[Text block]:
* * * * * * *
The XML Feature contains operators that allow the processing of XML documents. Add de.uniol.inf.is.odysseus.server.xml.feature to your Odysseus in order to use this feature.

Operators

ToXML

This operator allows the transformation from a Tuple object into a XML document. The transformation requieres a XML schema definition (XSD) which describes the structure of the XML document and the mapping between that document and the Tuple object. However, there are different approaches to provide that schema information to the operator:

  • rootElement
  • rootAttribute
  • xsdFile
  • xsdString
  • xsdAttribute 
  • xPathAttributes

Firstly, the schema can be provided via file access (whereas the file can be located either locally or on a webserver).

transform = TOXML({
                rootelement = 'user',
                xsdfile = '../schema.xsd'              
              },
              input
            )

Secondly, the schema information can be passed via string.
* * * * * * *
[Extracted records]:
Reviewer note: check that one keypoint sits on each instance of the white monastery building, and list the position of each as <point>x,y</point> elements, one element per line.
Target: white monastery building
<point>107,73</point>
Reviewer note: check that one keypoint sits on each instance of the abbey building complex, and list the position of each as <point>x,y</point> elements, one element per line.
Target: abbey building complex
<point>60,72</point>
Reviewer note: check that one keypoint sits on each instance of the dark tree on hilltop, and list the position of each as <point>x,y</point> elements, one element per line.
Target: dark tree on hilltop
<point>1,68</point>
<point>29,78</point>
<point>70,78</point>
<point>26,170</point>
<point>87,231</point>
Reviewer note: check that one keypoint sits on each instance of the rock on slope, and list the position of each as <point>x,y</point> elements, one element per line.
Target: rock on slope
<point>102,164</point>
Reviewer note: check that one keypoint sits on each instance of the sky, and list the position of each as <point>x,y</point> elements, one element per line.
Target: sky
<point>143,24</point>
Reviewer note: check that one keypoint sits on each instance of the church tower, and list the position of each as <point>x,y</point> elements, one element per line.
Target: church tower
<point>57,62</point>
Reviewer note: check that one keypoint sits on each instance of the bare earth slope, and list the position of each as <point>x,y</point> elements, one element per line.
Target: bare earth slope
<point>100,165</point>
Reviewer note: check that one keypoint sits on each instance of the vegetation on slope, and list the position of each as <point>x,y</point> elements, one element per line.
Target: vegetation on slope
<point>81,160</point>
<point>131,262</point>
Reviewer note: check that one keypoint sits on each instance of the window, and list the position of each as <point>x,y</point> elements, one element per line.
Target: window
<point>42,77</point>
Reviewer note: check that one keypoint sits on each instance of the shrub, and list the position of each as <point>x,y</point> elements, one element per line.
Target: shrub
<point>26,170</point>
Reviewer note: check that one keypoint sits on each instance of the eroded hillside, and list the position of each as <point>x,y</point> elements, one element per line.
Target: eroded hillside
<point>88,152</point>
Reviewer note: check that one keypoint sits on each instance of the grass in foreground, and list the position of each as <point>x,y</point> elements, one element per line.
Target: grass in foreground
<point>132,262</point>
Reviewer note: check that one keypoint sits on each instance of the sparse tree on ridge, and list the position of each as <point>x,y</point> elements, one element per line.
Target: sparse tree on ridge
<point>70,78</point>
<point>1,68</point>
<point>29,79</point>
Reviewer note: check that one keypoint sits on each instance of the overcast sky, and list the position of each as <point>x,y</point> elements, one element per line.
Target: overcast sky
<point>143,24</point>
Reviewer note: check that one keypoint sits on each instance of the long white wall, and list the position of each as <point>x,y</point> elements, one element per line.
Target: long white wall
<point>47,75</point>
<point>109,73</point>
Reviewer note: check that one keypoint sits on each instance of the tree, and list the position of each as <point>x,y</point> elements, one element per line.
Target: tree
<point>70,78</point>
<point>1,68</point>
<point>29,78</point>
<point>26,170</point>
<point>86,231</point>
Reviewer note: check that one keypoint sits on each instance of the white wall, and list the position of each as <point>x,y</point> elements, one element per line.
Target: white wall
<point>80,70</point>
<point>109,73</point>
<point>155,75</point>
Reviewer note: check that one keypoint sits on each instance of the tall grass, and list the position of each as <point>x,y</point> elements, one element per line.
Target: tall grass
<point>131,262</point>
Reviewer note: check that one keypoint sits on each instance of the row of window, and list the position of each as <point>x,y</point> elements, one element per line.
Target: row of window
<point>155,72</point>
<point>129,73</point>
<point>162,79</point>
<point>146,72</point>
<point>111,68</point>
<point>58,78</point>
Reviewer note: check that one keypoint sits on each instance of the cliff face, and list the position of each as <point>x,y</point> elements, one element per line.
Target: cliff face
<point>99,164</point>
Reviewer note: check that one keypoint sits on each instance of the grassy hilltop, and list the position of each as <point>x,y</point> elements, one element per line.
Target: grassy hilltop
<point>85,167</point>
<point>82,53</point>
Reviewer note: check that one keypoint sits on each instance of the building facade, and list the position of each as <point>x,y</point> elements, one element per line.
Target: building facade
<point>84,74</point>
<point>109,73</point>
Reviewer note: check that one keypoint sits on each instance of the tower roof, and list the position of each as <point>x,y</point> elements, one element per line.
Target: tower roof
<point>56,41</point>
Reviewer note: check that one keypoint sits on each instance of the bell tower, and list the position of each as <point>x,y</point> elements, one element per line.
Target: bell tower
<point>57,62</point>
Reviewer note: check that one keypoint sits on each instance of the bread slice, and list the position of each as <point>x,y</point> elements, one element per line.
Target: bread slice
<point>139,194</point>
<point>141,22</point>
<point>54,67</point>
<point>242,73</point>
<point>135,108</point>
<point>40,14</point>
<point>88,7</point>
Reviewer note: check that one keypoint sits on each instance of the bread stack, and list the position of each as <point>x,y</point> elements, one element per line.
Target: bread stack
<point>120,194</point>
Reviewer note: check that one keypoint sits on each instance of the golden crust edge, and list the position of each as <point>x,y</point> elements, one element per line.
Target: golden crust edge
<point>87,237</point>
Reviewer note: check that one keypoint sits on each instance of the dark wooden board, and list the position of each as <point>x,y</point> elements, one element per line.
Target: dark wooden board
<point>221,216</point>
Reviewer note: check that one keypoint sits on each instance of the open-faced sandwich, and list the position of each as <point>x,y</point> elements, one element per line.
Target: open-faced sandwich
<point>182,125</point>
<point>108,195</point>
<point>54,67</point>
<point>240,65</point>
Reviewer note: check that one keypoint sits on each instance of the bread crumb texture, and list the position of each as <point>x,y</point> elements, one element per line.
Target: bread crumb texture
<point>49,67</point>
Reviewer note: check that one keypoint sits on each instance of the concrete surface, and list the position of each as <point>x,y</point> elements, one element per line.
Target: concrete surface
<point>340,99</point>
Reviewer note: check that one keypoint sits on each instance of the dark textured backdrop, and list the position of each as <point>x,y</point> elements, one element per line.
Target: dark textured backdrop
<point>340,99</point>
* * * * * * *
Continue the ToXML operator documentation from its last sentence onward.

transform = TOXML({
                rootelement = 'user',
                xsdstring = '<xs:schema attributeFormDefault="unqualified" elementFormDefault="qualified" xmlns:xs="http://www.w3.org/2001/XMLSchema">
							  <xs:element name="user">
							    <xs:complexType>
							      <xs:sequence>
							        <xs:element type="xs:string" name="nickname"/>
							        <xs:element type="xs:string" name="fname"/>
							        <xs:element type="xs:string" name="lname"/>
							        <xs:element type="xs:string" name="email"/>
							        <xs:element type="xs:byte" name="age"/>
							        <xs:element name="roles">
							          <xs:complexType>
							            <xs:sequence>
							              <xs:element type="xs:string" name="role"/>
							            </xs:sequence>
							          </xs:complexType>
							        </xs:element>
							      </xs:sequence>
							    </xs:complexType>
							  </xs:element>
							</xs:schema>'             
              },
              input
            )

Thirdly, the schema information can be a payload on the current Tuple object which can be advantageous if the XSD has to change dynamically (xsdattribute = 'xsd'). Thus, it is possible to produces different documents within one data stream. Besides that, the root element of the document might change and therefore it is possible to define an attribute of the Tuple object that carries this information as well (rootattribute = 'root').

transform = TOXML({
                rootattribute = 'root',
                xsdattribute = 'xsd'           
              },
              input
            )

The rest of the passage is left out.